La parábola del buen samaritano (cf. Lc 10,25-37) no es un relato del pasado,
interpela el presente de cada uno de nosotros. Delegar en otros es fácil;
ofrecer dinero para que otros hagan caridad es un gesto generoso; la vocación
de todo cristiano es implicarse en primera persona.
5. Agradecemos al
Señor porque son muchos los hombres y mujeres que viven entregados a los pobres
y a los excluidos y que comparten con ellos; personas de todas las edades y
condiciones sociales que practican la acogida y se comprometen junto a aquellos
que se encuentran en situaciones de marginación y sufrimiento. No son
súper-hombres, sino “vecinos de casa” que encontramos cada día y que en el
silencio se hacen pobres y con los pobres. No se limitan a dar algo; escuchan,
dialogan, intentan comprender la situación y sus causas, para dar consejos
adecuados y referencias justas. Están atentos a las necesidades materiales y
también espirituales, a la promoción integral de la persona. El Reino de Dios
se hace presente y visible en este servicio generoso y gratuito; es realmente
como la semilla caída en la tierra buena de estas personas que da fruto (cf. Lc
8,4-15). La gratitud hacia tantos voluntarios pide hacerse oración para que su
testimonio pueda ser fecundo.

(Entradas de la colección)
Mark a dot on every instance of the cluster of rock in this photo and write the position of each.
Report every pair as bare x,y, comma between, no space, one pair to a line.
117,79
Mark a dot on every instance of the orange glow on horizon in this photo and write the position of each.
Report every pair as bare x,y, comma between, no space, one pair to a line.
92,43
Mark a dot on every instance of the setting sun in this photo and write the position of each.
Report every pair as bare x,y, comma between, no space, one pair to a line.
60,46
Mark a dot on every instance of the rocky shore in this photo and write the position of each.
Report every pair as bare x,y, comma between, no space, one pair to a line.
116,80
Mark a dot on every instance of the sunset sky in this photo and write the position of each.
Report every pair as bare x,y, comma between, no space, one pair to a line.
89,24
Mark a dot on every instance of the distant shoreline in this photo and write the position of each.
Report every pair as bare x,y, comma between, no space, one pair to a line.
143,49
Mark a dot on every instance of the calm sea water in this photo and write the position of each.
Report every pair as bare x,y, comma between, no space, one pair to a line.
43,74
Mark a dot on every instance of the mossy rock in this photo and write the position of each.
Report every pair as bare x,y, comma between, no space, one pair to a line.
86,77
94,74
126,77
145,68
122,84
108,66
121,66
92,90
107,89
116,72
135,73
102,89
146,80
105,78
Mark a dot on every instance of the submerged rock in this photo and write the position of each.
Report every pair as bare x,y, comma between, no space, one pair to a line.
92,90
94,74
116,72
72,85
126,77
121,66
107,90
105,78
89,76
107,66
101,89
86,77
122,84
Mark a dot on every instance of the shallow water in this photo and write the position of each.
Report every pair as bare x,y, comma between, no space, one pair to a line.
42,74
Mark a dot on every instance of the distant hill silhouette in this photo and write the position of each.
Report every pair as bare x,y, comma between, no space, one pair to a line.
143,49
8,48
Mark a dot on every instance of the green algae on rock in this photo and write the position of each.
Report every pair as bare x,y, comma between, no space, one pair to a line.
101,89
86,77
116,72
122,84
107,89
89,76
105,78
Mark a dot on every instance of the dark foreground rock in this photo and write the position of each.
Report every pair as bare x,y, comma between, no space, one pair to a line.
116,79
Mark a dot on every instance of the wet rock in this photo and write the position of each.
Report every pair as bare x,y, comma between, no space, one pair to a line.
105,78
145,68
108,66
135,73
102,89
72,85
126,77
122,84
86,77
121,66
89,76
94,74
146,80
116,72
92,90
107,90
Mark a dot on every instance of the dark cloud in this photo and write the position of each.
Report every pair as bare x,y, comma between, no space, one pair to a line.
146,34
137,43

• _Orden de trabajo 1_:
Según el extracto, ¿a qué necesidades están atentas las personas que viven entregadas a los pobres?
• _Orden de trabajo 2_:
Reproduce del extracto el fragmento que empieza con las palabras que contienen "La parábola del" y termina con "en primera persona.".
• _Orden de trabajo 3_:
Prosigue el extracto sobre el servicio a los pobres desde el punto en que termina.
No hace falta consultar los registros.

• _Resultado 1_:
A las necesidades materiales y también espirituales, a la promoción integral de la persona.

• _Resultado 2_:
La parábola del buen samaritano (cf. Lc 10,25-37) no es un relato del pasado,
interpela el presente de cada uno de nosotros. Delegar en otros es fácil;
ofrecer dinero para que otros hagan caridad es un gesto generoso; la vocación
de todo cristiano es implicarse en primera persona.

• _Resultado 3_:
6. En el 60
aniversario de la Encíclica Pacem in terris, es urgente retomar las palabras
del santo Papa Juan XXIII cuando escribía: «Observamos que [el hombre] tiene un
derecho a la existencia, a la integridad corporal, a los medios necesarios para
un decoroso nivel de vida, cuales son, principalmente, el alimento, el vestido,
la vivienda, el descanso, la asistencia médica y, finalmente, los servicios
indispensables que a cada uno debe prestar el Estado. De lo cual se sigue que
el hombre posee también el derecho a la seguridad personal en caso de
enfermedad, invalidez, viudedad, vejez, paro y, por último, cualquier otra
eventualidad que le prive, sin culpa suya, de los medios necesarios para su
sustento» (n. 11).
Cuánto trabajo
tenemos todavía por delante para que estas palabras se hagan realidad, también
por medio de un serio y eficaz compromiso político y legislativo. Que pueda
desarrollarse la solidaridad y la subsidiariedad de tantos ciudadanos que creen
en el valor del compromiso voluntario de entrega a los pobres, no obstante los
límites y en ocasiones las deficiencias de la política en ver y servir al bien
común. Se trata ciertamente de estimular y hacer presión para que las
instituciones públicas cumplan bien su deber; pero no sirve permanecer pasivos
en espera de recibir todo “desde lo alto”; quienes viven en condiciones de
pobreza también han de ser implicados y acompañados en un proceso de cambio y
de responsabilidad.
7.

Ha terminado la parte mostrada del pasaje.